==== SOURCE PASSAGE ====

# Rudeboys, suedheads, skinheads, punks and nattydreads it's time to skank



## Earl of Ormonde (Sep 5, 2008)

*Rudeboys, suedeheads, skinheads, punks and nattydreads it's time to skank*

Tonight all of the above (which encompasses myself and the gang) will be skanking away to The Liptones who are playing in my town. Seen them several times before, they play some seriously good ska, and the great thing about them is that it seems physically impossibly to stand or even sit still when they play. 
Here's a taster, now if your feet and fingers don't move to this it means you're dead or almost dead, so call 911 






The band on the road:


----------



## WouldaShoulda (Aug 5, 2009)

I must check them out when I get home!!


----------



## WouldaShoulda (Aug 5, 2009)

Nice to see the torch has passed!!


----------



## Douglas Brisbane Gray (Jun 7, 2010)

You missed peanuts and spy kids


----------



## Earl of Ormonde (Sep 5, 2008)

Douglas Brisbane Gray said:


> You missed peanuts and spy kids


The term peanuts never really stuck to Skinheads in London. Don't know what a spy kid is though.


----------



## Earl of Ormonde (Sep 5, 2008)

WouldaShoulda said:


> Nice to see the torch has passed!!


Indeed, and they're good guys & passionate about ska. Had a god chat with them after the gig.


----------

==== LISTING ====

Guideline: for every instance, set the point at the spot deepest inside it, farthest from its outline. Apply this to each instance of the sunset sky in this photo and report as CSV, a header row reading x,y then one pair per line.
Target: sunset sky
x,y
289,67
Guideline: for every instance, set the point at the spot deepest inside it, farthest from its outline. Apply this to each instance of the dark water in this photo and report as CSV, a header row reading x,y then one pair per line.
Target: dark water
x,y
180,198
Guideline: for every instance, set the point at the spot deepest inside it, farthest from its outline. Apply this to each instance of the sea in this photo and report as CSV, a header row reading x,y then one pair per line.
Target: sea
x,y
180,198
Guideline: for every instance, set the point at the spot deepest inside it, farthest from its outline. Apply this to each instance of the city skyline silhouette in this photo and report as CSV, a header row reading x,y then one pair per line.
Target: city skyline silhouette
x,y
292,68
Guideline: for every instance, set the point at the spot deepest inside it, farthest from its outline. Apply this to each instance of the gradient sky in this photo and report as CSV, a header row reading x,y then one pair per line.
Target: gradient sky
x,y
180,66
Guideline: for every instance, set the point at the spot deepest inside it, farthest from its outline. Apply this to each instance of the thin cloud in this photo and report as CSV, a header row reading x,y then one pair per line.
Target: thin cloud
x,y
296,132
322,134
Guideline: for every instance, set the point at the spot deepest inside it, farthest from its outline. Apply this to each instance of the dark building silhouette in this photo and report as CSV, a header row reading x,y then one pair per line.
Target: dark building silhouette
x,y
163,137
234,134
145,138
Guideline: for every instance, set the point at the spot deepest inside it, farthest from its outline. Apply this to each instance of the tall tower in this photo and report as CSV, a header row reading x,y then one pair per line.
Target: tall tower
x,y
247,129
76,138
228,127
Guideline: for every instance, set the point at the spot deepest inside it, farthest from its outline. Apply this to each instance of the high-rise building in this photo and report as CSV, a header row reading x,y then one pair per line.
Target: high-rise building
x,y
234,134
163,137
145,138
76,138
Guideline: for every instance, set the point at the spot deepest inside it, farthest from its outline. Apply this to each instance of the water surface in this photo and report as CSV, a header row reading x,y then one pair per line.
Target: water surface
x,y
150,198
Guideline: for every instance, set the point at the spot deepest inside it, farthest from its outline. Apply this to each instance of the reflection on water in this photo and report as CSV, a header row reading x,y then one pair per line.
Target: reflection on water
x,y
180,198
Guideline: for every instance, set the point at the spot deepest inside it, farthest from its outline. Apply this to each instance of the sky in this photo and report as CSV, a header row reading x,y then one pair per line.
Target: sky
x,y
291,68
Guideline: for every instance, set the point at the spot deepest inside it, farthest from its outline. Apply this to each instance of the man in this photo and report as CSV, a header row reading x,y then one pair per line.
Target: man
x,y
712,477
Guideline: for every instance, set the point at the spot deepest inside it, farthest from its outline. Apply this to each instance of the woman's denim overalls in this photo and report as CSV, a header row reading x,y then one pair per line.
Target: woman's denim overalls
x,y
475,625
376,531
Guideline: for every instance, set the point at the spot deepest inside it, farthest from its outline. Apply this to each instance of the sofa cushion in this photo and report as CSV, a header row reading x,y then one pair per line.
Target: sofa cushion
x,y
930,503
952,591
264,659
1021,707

====

STATED TASK — Copy out the part of the ska thread that begins with the words "Tonight all of" and ends after the words "when they play.".

RESULT OF THIS TASK —
Tonight all of the above (which encompasses myself and the gang) will be skanking away to The Liptones who are playing in my town. Seen them several times before, they play some seriously good ska, and the great thing about them is that it seems physically impossibly to stand or even sit still when they play.